Records contained in a dataset
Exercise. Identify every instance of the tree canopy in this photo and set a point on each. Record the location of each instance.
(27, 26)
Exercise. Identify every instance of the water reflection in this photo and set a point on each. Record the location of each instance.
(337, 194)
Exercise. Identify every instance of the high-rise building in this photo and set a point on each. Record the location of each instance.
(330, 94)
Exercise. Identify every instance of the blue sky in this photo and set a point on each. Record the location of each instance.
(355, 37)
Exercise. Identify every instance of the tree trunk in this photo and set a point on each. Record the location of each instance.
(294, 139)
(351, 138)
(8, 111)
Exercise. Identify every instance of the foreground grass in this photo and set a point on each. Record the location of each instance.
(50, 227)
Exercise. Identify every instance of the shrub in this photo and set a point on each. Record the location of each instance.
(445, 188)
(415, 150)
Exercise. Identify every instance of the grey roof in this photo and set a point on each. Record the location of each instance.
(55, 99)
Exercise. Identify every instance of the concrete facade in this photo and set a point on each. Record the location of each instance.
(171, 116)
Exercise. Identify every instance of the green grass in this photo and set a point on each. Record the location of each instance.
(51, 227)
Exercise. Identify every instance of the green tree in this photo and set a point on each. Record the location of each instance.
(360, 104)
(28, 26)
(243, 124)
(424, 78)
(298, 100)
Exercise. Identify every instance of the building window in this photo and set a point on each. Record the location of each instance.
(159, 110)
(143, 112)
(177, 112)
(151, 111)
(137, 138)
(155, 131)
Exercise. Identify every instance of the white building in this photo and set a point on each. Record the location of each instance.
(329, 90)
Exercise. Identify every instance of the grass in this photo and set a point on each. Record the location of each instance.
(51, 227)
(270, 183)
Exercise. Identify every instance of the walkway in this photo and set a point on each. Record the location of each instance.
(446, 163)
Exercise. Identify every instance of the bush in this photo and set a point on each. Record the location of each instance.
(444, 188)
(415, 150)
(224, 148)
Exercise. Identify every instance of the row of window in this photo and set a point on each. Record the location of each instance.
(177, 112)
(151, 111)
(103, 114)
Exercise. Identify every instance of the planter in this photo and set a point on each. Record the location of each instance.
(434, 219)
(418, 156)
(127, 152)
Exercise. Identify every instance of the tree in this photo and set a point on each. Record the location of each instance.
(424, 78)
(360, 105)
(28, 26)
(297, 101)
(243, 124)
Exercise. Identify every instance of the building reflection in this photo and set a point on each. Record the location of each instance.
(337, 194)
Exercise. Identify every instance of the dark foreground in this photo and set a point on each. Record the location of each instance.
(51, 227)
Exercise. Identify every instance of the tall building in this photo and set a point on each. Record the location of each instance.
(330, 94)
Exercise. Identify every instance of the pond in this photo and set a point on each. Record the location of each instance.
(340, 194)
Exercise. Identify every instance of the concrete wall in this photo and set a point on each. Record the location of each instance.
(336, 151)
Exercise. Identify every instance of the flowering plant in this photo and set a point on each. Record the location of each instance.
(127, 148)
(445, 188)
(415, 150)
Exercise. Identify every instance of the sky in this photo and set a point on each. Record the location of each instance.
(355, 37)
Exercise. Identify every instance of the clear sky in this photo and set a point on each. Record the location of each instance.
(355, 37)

Problem requirements: Copy all of the data above, character for character.

Task response:
Exercise. Identify every instance of the tree canopy in this photo and set a point on each. Record the location of each instance.
(27, 26)
Exercise. Identify every instance of the water reflection in this photo and set a point on each. Record the location of each instance.
(337, 194)
Exercise. Identify every instance of the high-rise building in this photo and set a point on each. Record the location of each instance.
(330, 94)
Exercise. Identify every instance of the blue sky in this photo and set a point on each. Record the location of each instance.
(355, 37)
Exercise. Identify every instance of the tree trunk in this photo and set a point on each. Record the location of each instance.
(294, 139)
(351, 138)
(8, 111)
Exercise. Identify every instance of the foreground grass in this photo and set a point on each. Record the location of each instance.
(50, 227)
Exercise. Identify every instance of the shrub in this photo and set a point on each. Record the location of each instance.
(445, 188)
(415, 150)
Exercise. Identify every instance of the grey roof in this photo and set a point on each. Record the location of each instance.
(55, 99)
Exercise. Identify every instance of the concrete facade in this photo and set a point on each. Record the location of each instance.
(171, 116)
Exercise. Identify every instance of the green grass in this photo and set a point on each. Record the location of each instance.
(51, 227)
Exercise. Identify every instance of the green tree in this photo and set a point on each. Record the location of each instance.
(360, 104)
(28, 26)
(243, 124)
(424, 78)
(298, 100)
Exercise. Identify every instance of the building window in this photo and set a point on each. Record the location of each instance.
(159, 110)
(143, 112)
(177, 112)
(151, 111)
(137, 138)
(155, 131)
Exercise. Identify every instance of the white building in this photo and set a point on each. Record the location of each instance.
(329, 90)
Exercise. Identify every instance of the grass in this photo and set a point on each. Record the location of each instance.
(51, 227)
(270, 183)
Exercise. Identify every instance of the walkway in this photo and set a point on each. Record the location of each instance.
(446, 163)
Exercise. Identify every instance of the bush in this photo and set a point on each. Record the location of each instance.
(444, 188)
(415, 150)
(224, 148)
Exercise. Identify every instance of the row of window in this photo and set a point on each. Record the location of each instance.
(177, 112)
(151, 111)
(103, 114)
Exercise. Identify every instance of the planter in this photo and set a point on each. Record the location of each instance.
(434, 219)
(418, 156)
(127, 152)
Exercise. Identify every instance of the tree in this photo and set a point on each. Record the location of each instance.
(424, 78)
(360, 105)
(28, 26)
(297, 101)
(243, 124)
Exercise. Identify every instance of the building reflection in this photo and set a point on each. Record the location of each instance.
(337, 194)
Exercise. Identify every instance of the dark foreground in this photo and set a point on each. Record the location of each instance.
(51, 227)
Exercise. Identify every instance of the tall building in this photo and set a point on each. Record the location of each instance.
(330, 94)
Exercise. Identify every instance of the pond in this photo and set a point on each. Record the location of each instance.
(340, 194)
Exercise. Identify every instance of the concrete wall in this photo and set a point on each. Record the location of each instance.
(336, 151)
Exercise. Identify every instance of the flowering plant in this photo and set a point on each. Record the location of each instance.
(127, 148)
(445, 188)
(415, 150)
Exercise. Identify every instance of the sky in this photo and set a point on each. Record the location of each instance.
(355, 37)
Exercise. Identify every instance of the clear sky in this photo and set a point on each. Record the location of each instance.
(355, 37)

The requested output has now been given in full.